Table 8. Parameters of CZM model.

Mixture Type	Temperature (°C)	Tensile Strength (MPa)	Fracture Energy (J/m2)
AC-13-70 & AC-13-90	−30	4.54	314
	−10	4.06	314
	0	3.32	760
	10	2.58	1631

.

2.5. Prediction Method of Thermal Fatigue Life

Fatigue failure is one of the major damage forms to asphalt pavement. There are many theories for predicting the fatigue life of asphalt layer caused by traffic loads, but thermal fatigue failure is an important inducement for surface cracking. Temperature changes lead to thermal stress, and the thermal fatigue life of asphalt mixture under the action of cold waves can be predicted using the thermal fatigue equation.

Xie et al. [42] and Lv et al. [27] pointed out that in traditional fatigue equations, the tensile stress obtained when N_f = 1 is considered the ultimate tensile stress, which is believed to be a constant for asphalt mixture. However, this does not align with the viscoelastic nature of asphalt mixture. As the temperature changes, the ultimate tensile stress of asphalt mixtures also varies accordingly. Therefore, the ultimate tensile stress varying with temperature is selected as the cracking index in this paper, and the temperature fatigue equation under low temperatures is chosen to predict the thermal fatigue life. The temperature fatigue equations for asphalt mixtures under low temperatures are shown in Equations (8) and (9).

$$\mathrm{Regions} 1 \mathrm{and} 4 [N_f]={(\frac{S_v}{\sigma })}^{3.114}$$

(8)

$$\mathrm{Regions} 2 , 3 , \mathrm{and} 5 [N_f]={(\frac{S_v}{\sigma })}^{2.959}$$

(9)

where $[N_f]$ is the thermal fatigue life of asphalt mixture; $S_v$ represents the ultimate tensile stress of asphalt mixtures; and $\sigma$ is the maximum thermal stress caused by cold wave.

3. Results and Discussion

3.1. Distributing Characteristics of Cool Wave

Using the temperature data of some meteorological stations from 2012 to 2019, statistical analysis on cold waves was conducted, and the distribution of cold waves in different months is shown in Figure 5.

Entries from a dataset
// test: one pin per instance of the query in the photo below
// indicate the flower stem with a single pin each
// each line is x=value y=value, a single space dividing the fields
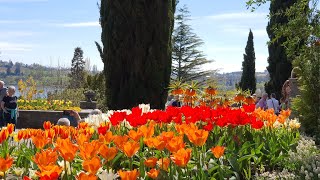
x=130 y=163
x=65 y=169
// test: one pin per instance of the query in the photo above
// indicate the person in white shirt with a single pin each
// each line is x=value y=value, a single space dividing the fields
x=272 y=103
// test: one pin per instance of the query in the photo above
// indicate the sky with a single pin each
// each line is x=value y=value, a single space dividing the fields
x=47 y=31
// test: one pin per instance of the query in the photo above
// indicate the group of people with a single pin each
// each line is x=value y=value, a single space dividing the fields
x=271 y=102
x=9 y=109
x=9 y=106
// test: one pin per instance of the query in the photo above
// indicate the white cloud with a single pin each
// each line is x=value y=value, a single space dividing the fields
x=18 y=21
x=6 y=46
x=244 y=30
x=14 y=34
x=80 y=24
x=21 y=1
x=237 y=16
x=213 y=49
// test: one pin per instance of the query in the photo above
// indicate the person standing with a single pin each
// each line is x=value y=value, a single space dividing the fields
x=10 y=107
x=272 y=103
x=262 y=102
x=3 y=93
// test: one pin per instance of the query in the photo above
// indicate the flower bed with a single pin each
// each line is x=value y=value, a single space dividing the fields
x=43 y=104
x=179 y=143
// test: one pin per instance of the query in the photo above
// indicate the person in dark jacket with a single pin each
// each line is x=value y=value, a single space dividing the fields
x=9 y=106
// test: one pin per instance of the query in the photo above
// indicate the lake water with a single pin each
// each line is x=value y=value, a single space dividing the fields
x=46 y=90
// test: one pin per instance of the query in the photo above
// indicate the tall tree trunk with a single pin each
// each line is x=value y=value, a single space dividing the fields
x=136 y=35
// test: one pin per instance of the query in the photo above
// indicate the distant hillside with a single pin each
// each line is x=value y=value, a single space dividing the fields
x=44 y=76
x=229 y=80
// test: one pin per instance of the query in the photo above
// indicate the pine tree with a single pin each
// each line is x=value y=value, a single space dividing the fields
x=77 y=69
x=187 y=59
x=248 y=79
x=17 y=71
x=136 y=38
x=280 y=65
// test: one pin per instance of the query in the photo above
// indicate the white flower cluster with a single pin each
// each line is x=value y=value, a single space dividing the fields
x=291 y=123
x=96 y=119
x=285 y=175
x=308 y=157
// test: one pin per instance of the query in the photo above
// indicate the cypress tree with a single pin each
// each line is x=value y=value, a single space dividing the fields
x=77 y=69
x=248 y=79
x=280 y=65
x=187 y=59
x=136 y=36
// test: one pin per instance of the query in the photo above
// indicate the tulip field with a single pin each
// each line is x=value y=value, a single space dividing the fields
x=178 y=143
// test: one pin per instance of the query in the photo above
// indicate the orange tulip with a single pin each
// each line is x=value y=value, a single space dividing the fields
x=120 y=141
x=4 y=134
x=10 y=128
x=175 y=144
x=182 y=157
x=131 y=148
x=64 y=132
x=128 y=175
x=181 y=128
x=5 y=163
x=40 y=141
x=285 y=113
x=66 y=148
x=159 y=143
x=47 y=125
x=50 y=133
x=82 y=138
x=177 y=91
x=103 y=128
x=83 y=125
x=153 y=173
x=198 y=137
x=26 y=178
x=21 y=134
x=218 y=151
x=84 y=176
x=51 y=173
x=108 y=153
x=249 y=100
x=239 y=97
x=151 y=162
x=92 y=165
x=190 y=92
x=147 y=131
x=134 y=135
x=89 y=150
x=107 y=138
x=164 y=163
x=211 y=91
x=45 y=158
x=167 y=136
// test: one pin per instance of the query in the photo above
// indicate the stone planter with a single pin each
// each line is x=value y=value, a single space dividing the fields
x=90 y=95
x=35 y=118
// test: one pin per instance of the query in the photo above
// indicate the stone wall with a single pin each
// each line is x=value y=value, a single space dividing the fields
x=35 y=118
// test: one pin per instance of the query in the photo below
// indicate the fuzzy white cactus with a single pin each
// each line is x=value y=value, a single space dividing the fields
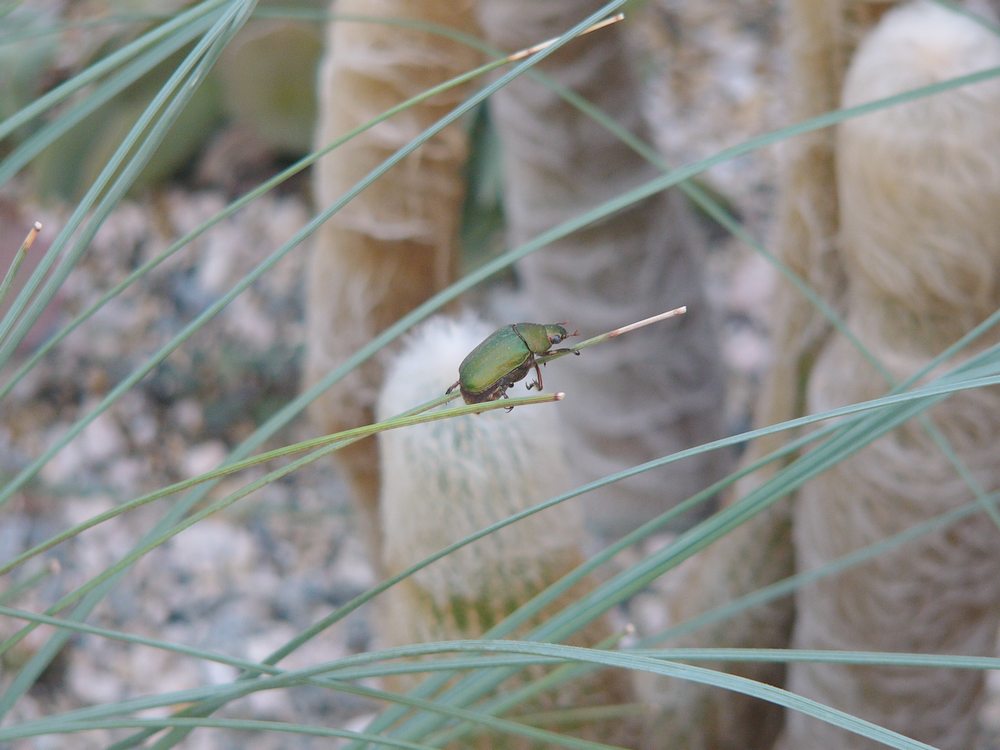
x=445 y=480
x=919 y=187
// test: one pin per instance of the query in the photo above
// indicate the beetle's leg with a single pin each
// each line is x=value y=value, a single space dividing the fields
x=538 y=374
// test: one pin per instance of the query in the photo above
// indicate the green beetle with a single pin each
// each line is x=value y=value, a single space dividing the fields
x=504 y=358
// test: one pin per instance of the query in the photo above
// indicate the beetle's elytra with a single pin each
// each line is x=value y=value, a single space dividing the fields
x=505 y=357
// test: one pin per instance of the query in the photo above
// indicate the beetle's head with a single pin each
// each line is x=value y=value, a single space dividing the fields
x=557 y=333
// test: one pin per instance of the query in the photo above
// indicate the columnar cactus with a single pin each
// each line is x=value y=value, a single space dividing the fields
x=396 y=243
x=444 y=480
x=919 y=187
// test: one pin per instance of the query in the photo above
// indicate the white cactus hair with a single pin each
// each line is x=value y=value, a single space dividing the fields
x=444 y=480
x=919 y=183
x=919 y=191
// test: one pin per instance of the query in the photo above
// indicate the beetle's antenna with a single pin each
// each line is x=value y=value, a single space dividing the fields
x=647 y=321
x=527 y=52
x=624 y=329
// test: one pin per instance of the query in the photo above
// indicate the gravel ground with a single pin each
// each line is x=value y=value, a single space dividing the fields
x=246 y=580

- Requests -
• 1. In the asphalt thermal fatigue text, what does the paper select as the cracking index?
• 2. Repeat a portion of the asphalt thermal fatigue text word for word, beginning at the words "where $[N_f]$ is" and stopping after the words "in Figure 5.".
• 3. Write the next part of the text on thermal fatigue in asphalt pavement, picking up after its final sentence.

- Responses to the exercise -
• 1. The ultimate tensile stress that varies with temperature.

• 2.
where $[N_f]$ is the thermal fatigue life of asphalt mixture; $S_v$ represents the ultimate tensile stress of asphalt mixtures; and $\sigma$ is the maximum thermal stress caused by cold wave.

3. Results and Discussion

3.1. Distributing Characteristics of Cool Wave

Using the temperature data of some meteorological stations from 2012 to 2019, statistical analysis on cold waves was conducted, and the distribution of cold waves in different months is shown in Figure 5.

• 3.
As shown in Figure 5, the occurrence of cold waves in various regions is concentrated in January to March and October to December, which are roughly the winter months in the northern hemisphere. Only a few cold waves occur in spring, and none occur in summer. Regions #1 and #4 experience many instances of cold waves, corresponding to North China and Northeast China, respectively. According to the distribution trend, the months with the highest frequency of cold waves in region #1 are November and February, with similar occurrences in both months. For region #4, the month with the most cases of cold waves is December, followed by February. This indicates that the frequency and timing of cold waves vary across different regions. Based on their geographical locations, Northeast China has a higher latitude than North China, suggesting that the higher the latitude, the greater the probability of cold waves occurring in December. On the other hand, cold waves in regions #2, #3, and # 5 mainly occur from November of the previous year to February of the next year, with a maximum of three occurrences in January. This further demonstrates that the timing of cold waves varies significantly across regions, and there are also obvious differences in the frequency of cold waves (e.g., in December, region #4 experienced 18 cold waves from 2012 to 2019, while region #2 only experienced one). This implies that the change in atmospheric temperature would impose a notable impact on asphalt pavement, and this impact on the thermal fatigue life of asphalt pavement deserves further attention.

Based on the criteria of cold waves, the cold waves with the largest temperature drop were selected for statistics. The initial temperature, temperature drop, and cooling rate of different cold waves are listed in

Table 9. Characteristics of cold waves with the largest temperature drop.

Region No.	Duration (h)	Initial Temperature (°C)	Extreme Temperature Drop (°C)	Cooling Rate (°C/h)	Mean Value of Temperature Drop (°C)
#1	24	−6	−15	−0.625	−9.2
	48	−2	−17	−0.354	−11.4
	72	−3	−17	−0.236	−13.7
#2	24	−4	−9	−0.357	−8.8
	48	0	−11	−0.229	−10.5
	72	None	None	None	None
#3	24	1.6	−11.8	−0.492	−9.3
	48	−3.9	−12.9	−0.269	−11.2
	72	None	None	None	None
#4	24	−10.5	−14.2	−0.593	−10
	48	−1.2	−17.6	−0.366	−12.3
	72	−5.8	−18.8	−0.262	−14.3
#5	24	0	−10.7	−0.447	−8
	48	−9.6	−11.6	−0.242	−10.9
	72	0.7	−16.1	−0.217	−13.9

.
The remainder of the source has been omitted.